YOUR OBJECTIVE. Rewrite the stretch of lines from the one containing "If you could pick out the eroded" through the end of the lines, changing "eroded" to "weathered" and keeping everything else the same. Leave the pictures out of your answer.

PROVIDED RECORDS.
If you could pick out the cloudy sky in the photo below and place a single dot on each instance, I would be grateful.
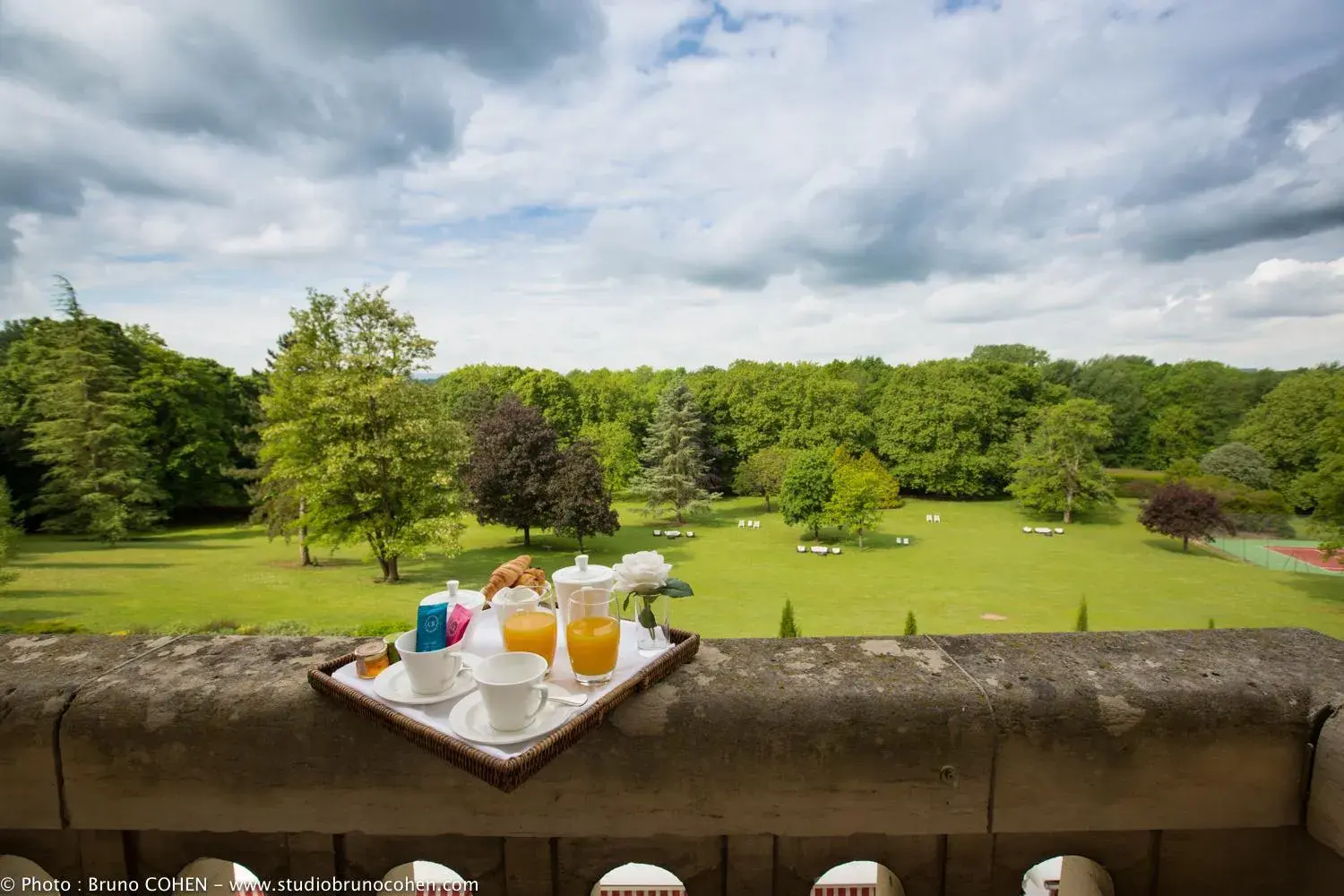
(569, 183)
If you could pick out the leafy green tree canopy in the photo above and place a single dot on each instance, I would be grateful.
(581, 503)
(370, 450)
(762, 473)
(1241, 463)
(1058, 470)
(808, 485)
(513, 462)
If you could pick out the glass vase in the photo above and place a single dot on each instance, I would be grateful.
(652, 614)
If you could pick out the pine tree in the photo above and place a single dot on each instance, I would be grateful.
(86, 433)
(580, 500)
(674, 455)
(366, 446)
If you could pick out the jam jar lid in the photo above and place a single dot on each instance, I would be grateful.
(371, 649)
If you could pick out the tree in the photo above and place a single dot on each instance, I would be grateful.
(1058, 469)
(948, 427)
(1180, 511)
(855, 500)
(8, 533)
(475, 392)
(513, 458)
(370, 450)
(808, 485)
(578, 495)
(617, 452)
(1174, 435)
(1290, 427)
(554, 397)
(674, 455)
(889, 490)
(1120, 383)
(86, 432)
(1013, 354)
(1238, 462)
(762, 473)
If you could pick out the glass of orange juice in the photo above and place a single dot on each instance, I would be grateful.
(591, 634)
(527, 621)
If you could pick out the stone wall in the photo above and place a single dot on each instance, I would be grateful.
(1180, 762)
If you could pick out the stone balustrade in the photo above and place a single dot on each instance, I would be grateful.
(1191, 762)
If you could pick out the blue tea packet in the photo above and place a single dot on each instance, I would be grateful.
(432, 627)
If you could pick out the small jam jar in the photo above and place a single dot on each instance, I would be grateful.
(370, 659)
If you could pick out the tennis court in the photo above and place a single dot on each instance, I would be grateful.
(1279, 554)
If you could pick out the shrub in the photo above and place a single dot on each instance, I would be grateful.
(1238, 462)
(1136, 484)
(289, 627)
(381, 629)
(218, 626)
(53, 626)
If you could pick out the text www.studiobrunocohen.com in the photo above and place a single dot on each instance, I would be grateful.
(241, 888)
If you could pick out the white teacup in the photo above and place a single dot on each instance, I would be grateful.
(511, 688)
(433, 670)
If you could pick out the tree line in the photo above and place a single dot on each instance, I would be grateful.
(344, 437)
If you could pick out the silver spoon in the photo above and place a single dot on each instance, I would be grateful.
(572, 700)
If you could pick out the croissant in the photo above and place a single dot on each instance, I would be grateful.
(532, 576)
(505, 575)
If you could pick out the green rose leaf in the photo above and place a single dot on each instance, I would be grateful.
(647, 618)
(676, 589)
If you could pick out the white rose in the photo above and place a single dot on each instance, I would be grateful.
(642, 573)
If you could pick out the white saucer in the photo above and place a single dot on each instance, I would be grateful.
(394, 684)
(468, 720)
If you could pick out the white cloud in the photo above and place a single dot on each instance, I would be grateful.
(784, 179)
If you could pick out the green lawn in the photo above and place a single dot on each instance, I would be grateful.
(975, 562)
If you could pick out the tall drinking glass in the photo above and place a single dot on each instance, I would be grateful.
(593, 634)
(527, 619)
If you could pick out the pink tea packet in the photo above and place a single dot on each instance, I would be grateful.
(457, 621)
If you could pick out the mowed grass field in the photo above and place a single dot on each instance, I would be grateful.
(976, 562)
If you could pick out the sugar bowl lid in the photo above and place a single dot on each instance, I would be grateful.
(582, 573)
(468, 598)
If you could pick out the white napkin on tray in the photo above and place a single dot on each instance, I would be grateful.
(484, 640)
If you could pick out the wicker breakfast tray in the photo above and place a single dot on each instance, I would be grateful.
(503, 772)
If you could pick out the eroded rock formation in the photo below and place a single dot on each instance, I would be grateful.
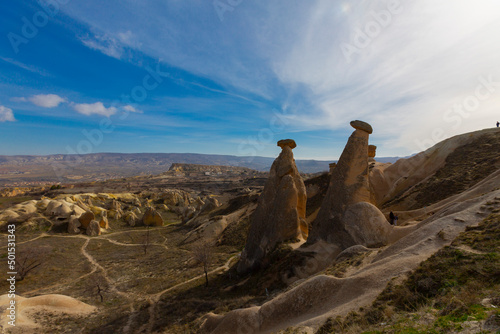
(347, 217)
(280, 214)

SOLVED PROBLEM.
If you could pick out the weathered rock formation in the photo below and place a single dot on each instance, I would be grateful.
(347, 217)
(280, 214)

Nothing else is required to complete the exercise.